-- Texto apresentado --
◇ ◇ ◇ ◇ ◇
Au bonheur des dames 403
Três Vivas por José Quitério
Isto ia chamar-se “3 Hurra por JQ” mas o Zé é pouco dado a “bifes” e correlativos. Aqui o “bife” era o ingliche ou o americas ou qualquer outro vago anglo saxão.
Depois pensei na italianíssima “evivva” tão verdiana, tão musical. O Zé é um atentíssimo conhecedor de música e seguramente a coisa não lhe desagradaria. Todavia, o raio do homem é português até ao sabugo, português da velha guarda, cultivador de virtudes antigas e mal lembradas e isso pede um viva nacional, nosso, que tanto lhe devemos.
Convém, agora, um ponto de ordem. Sou amigo do Zé Quitério desde os longínquos bancos dos “Gerais”, velhacouto que frequentávamos com nojosa parcimónia, situação aliás comum a muito estudante de Direito, numa Coimbra que, por ser longe da casa paterna, nos permitia o desvario de ser pela liberdade livre e por outras maluquices libertárias.
Foram anos de intenso convívio, de livros, de filmes, de música, de conversas que varavam a noite hospitaleira entre o “Mandarim” e o “Moçambique” (“capital de Angola” no dizer pitoresco do seu proprietário) e a Baixa.
Depois o Zé foi caçado pela tropa e mandado para Árica defender o Império. Não tenho bem a certeza, embora trocássemos algumas cartas, se ele viveu as angustias do mato, a incerteza, os perigos da guerra ou se graças à já forte miopia passou esse tempo de exílio num quartel mais sossegado.
◇ ◇ ◇ ◇ ◇
-- Dados fornecidos --
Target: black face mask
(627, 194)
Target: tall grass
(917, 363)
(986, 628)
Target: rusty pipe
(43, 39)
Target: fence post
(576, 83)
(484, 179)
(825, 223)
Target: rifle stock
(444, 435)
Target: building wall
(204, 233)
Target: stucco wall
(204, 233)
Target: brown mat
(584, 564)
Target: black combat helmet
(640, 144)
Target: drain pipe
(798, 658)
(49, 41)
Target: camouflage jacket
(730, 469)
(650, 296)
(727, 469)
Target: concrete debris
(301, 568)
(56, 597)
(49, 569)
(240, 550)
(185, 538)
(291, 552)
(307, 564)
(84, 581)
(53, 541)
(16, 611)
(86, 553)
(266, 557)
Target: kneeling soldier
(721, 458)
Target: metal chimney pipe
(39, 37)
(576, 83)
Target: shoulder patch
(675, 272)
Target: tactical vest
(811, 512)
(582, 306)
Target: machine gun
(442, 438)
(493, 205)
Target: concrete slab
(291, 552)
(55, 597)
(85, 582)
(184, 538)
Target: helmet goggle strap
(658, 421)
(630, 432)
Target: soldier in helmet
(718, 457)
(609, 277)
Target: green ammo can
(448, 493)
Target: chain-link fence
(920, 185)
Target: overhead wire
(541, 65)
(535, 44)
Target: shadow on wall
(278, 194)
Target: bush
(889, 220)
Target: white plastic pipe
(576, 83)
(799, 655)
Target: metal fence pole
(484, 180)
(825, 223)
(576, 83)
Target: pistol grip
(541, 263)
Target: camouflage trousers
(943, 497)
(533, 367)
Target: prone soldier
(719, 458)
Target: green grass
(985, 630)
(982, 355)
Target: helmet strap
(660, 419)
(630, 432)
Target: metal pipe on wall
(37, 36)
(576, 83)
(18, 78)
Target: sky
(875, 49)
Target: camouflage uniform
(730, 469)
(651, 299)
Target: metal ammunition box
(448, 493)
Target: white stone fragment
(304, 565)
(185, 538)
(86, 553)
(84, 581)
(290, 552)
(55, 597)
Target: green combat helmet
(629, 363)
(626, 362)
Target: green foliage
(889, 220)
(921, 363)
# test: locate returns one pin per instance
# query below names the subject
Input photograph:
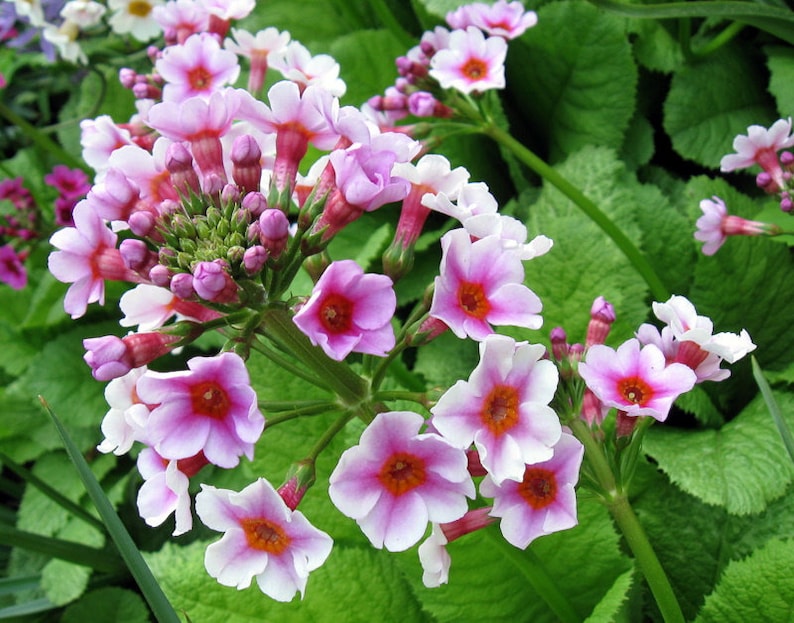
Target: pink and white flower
(635, 381)
(86, 257)
(396, 480)
(716, 225)
(761, 146)
(197, 68)
(471, 63)
(503, 19)
(263, 539)
(481, 284)
(503, 408)
(211, 408)
(349, 311)
(544, 500)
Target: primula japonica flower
(503, 19)
(635, 381)
(687, 326)
(199, 67)
(349, 311)
(503, 408)
(86, 256)
(471, 63)
(481, 284)
(761, 146)
(396, 480)
(544, 501)
(211, 408)
(263, 539)
(164, 492)
(716, 225)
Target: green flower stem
(337, 375)
(637, 540)
(618, 505)
(531, 567)
(623, 242)
(417, 397)
(41, 140)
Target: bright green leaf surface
(742, 466)
(712, 101)
(758, 588)
(574, 77)
(107, 605)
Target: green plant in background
(305, 310)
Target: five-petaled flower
(263, 539)
(396, 480)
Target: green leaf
(355, 584)
(611, 604)
(731, 96)
(124, 543)
(108, 605)
(584, 263)
(741, 467)
(780, 62)
(574, 78)
(758, 588)
(367, 64)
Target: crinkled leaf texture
(758, 588)
(741, 467)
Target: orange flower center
(264, 535)
(336, 313)
(474, 69)
(635, 390)
(500, 409)
(473, 301)
(539, 487)
(209, 399)
(139, 8)
(402, 472)
(199, 78)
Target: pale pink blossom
(716, 225)
(504, 19)
(125, 421)
(543, 501)
(86, 257)
(211, 408)
(12, 271)
(349, 311)
(263, 539)
(471, 63)
(296, 63)
(503, 408)
(134, 17)
(164, 492)
(634, 380)
(197, 68)
(761, 146)
(481, 284)
(99, 138)
(258, 49)
(396, 480)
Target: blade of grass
(774, 409)
(50, 492)
(58, 548)
(151, 590)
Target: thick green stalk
(623, 242)
(650, 566)
(618, 505)
(337, 375)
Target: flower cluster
(762, 147)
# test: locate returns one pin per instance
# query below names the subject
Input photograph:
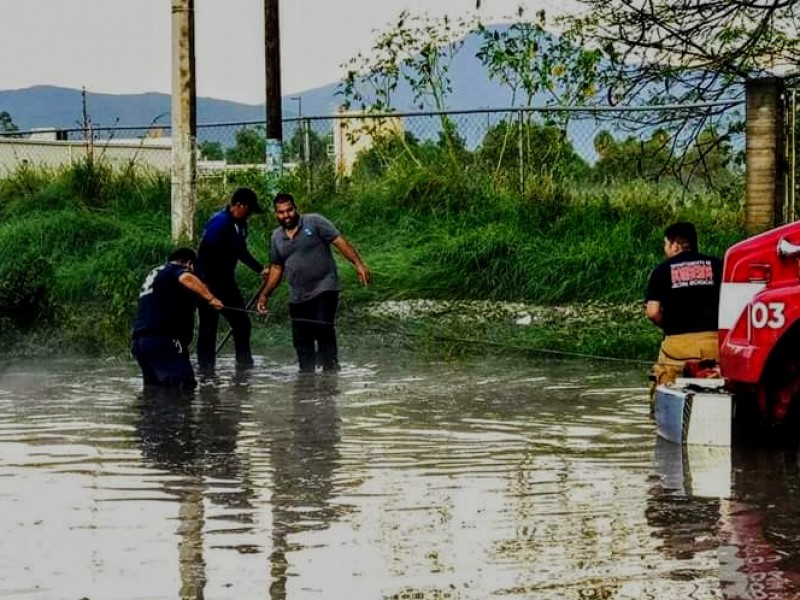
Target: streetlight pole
(272, 51)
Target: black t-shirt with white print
(687, 286)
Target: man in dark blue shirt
(164, 322)
(224, 244)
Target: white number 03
(768, 315)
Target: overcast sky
(123, 46)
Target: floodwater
(395, 479)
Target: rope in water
(463, 340)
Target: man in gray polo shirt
(300, 250)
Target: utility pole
(184, 122)
(764, 146)
(272, 64)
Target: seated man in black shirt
(683, 300)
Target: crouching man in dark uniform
(164, 323)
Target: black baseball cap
(247, 197)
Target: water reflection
(739, 508)
(391, 480)
(304, 457)
(193, 436)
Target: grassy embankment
(573, 258)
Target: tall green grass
(76, 242)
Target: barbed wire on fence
(521, 140)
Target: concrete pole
(272, 70)
(184, 122)
(764, 150)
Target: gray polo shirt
(307, 261)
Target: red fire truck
(759, 343)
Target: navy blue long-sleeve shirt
(224, 243)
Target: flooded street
(395, 479)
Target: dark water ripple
(396, 479)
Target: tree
(530, 60)
(668, 51)
(677, 52)
(415, 51)
(546, 149)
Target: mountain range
(62, 108)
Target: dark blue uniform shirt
(224, 243)
(166, 308)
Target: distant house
(355, 132)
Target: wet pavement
(395, 479)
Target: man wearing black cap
(224, 243)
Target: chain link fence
(687, 143)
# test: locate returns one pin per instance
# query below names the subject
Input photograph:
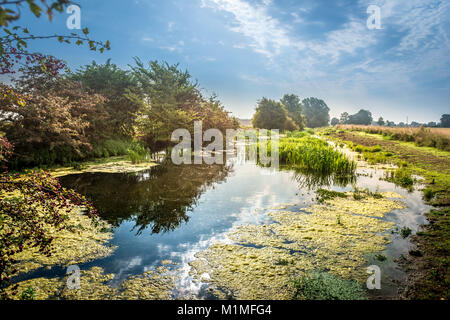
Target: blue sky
(246, 49)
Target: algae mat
(112, 165)
(262, 262)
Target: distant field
(245, 122)
(424, 137)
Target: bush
(325, 286)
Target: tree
(30, 204)
(390, 123)
(271, 114)
(316, 112)
(14, 42)
(363, 117)
(169, 100)
(295, 109)
(445, 121)
(58, 121)
(118, 87)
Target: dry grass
(424, 137)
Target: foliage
(58, 122)
(445, 121)
(14, 42)
(323, 194)
(119, 88)
(363, 117)
(401, 177)
(325, 286)
(316, 112)
(422, 137)
(138, 154)
(29, 203)
(171, 100)
(314, 154)
(271, 114)
(295, 109)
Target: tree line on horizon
(101, 110)
(364, 117)
(290, 113)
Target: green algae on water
(310, 240)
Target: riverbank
(119, 164)
(426, 267)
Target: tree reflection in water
(158, 198)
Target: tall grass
(316, 155)
(423, 137)
(138, 153)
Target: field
(424, 137)
(428, 267)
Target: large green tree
(121, 92)
(445, 121)
(271, 114)
(363, 117)
(169, 99)
(57, 122)
(295, 109)
(317, 112)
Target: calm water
(172, 212)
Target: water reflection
(157, 199)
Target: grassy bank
(423, 137)
(314, 155)
(427, 266)
(119, 164)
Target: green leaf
(35, 8)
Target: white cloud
(254, 22)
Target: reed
(316, 155)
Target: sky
(243, 50)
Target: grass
(405, 232)
(316, 155)
(428, 275)
(401, 177)
(423, 137)
(325, 286)
(323, 195)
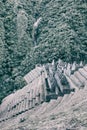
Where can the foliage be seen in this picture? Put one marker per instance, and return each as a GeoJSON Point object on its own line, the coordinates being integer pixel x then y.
{"type": "Point", "coordinates": [60, 34]}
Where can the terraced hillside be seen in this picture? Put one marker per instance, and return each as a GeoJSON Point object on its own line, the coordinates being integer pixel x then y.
{"type": "Point", "coordinates": [27, 108]}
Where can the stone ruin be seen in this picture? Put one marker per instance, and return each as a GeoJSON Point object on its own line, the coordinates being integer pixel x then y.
◇ ◇ ◇ ◇ ◇
-- Objetivo da tarefa --
Escreva a continuação do texto sobre José Quitério, começando logo depois da última frase apresentada.

-- Resposta a seguir --
Sei, isso sim, que, quando regressou, o Direito já não lhe despertava qualquer simpatia. Perdeu-se um jurista e ganhou-se um grande escriba (não me atrevo a dizer escritor não vá o tipo zangar-se...), um homem de cultura, um intelectual empenhado, um extraordinário crítico e divulgador da gastronomia. E um prosador de alto talento. E de grande humor.
Eu já nem me lembro de quando entrou no Expresso. Sei, apenas, que entrou com estrondo, com novidade, com talento, e criou uma coluna que “amarrou” ao semanário muito leitor descontente. Irritei-me vezes sem conta com textos do Expresso mas que era isso ao lado da página onde José Quitério fazia a crítica de um restaurante sempre cuidadoso, exigente, bem humorado e imparcial?
Agora, depois de meses de ausência, inaugurando a nova “Revista” do Expresso, numa longa entrevista, JQ desvenda o mistério da sua ausência: os olhos cansados já não lhe permitem continuar. Lacónico e estoico, sem perder o seu sentido de humor, o Zé substitui o impossível “até à vista” por um “imenso adeus” (permita-se-me um título de Chandler) aos leitores.
Começa mal o ano de 2015, também neste capítulo. Perde-se uma escrita ágil e inteligente, um subtil toque cultural sempre temperado de bom senso e discrição, a voz de um homem direito e inteiro de que cada vez mais se necessitaria.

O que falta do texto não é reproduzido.